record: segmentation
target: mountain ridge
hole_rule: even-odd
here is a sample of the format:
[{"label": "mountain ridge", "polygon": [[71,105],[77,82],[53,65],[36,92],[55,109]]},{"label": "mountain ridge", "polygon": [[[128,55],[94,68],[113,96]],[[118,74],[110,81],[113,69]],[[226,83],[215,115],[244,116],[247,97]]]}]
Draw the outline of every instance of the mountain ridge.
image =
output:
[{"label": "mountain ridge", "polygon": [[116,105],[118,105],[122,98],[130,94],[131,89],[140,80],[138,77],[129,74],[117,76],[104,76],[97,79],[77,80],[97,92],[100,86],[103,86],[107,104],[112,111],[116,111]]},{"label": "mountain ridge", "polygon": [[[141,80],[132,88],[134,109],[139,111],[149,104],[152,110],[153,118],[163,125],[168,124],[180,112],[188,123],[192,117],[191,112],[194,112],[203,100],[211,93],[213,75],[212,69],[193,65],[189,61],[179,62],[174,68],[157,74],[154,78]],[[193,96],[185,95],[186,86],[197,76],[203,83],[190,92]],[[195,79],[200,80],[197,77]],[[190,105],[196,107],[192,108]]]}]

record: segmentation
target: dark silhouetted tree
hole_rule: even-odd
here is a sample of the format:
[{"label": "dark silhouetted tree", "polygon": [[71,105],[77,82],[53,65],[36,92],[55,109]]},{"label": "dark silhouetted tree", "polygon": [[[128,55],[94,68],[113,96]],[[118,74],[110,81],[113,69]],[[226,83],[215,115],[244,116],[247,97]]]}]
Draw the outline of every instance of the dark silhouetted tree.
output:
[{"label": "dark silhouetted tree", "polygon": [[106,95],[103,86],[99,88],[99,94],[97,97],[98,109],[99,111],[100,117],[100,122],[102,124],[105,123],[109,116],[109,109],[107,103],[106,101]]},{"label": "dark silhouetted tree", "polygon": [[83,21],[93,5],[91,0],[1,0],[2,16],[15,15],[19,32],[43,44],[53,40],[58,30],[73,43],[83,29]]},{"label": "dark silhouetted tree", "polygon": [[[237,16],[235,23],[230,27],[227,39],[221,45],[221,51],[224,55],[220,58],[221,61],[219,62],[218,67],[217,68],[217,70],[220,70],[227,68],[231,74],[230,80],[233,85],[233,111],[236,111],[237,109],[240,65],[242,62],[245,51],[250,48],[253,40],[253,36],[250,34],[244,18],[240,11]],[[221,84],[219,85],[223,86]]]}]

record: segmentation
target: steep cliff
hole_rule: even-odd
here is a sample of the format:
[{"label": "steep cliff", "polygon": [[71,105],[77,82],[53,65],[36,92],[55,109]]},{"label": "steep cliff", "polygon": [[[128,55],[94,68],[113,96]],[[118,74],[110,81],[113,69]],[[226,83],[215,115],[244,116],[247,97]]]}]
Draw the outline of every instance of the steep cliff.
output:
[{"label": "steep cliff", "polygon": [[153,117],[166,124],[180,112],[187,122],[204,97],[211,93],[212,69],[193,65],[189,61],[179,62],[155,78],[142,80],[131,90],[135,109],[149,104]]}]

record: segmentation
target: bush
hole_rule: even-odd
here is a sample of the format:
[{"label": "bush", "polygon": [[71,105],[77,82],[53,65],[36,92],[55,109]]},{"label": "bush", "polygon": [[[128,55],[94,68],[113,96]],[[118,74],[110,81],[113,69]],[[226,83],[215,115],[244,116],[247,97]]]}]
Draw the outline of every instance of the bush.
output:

Task brief: How many lines in the data above contain the string "Draw"? Count only exact matches where case counts, and give only the number.

Worked answer: 4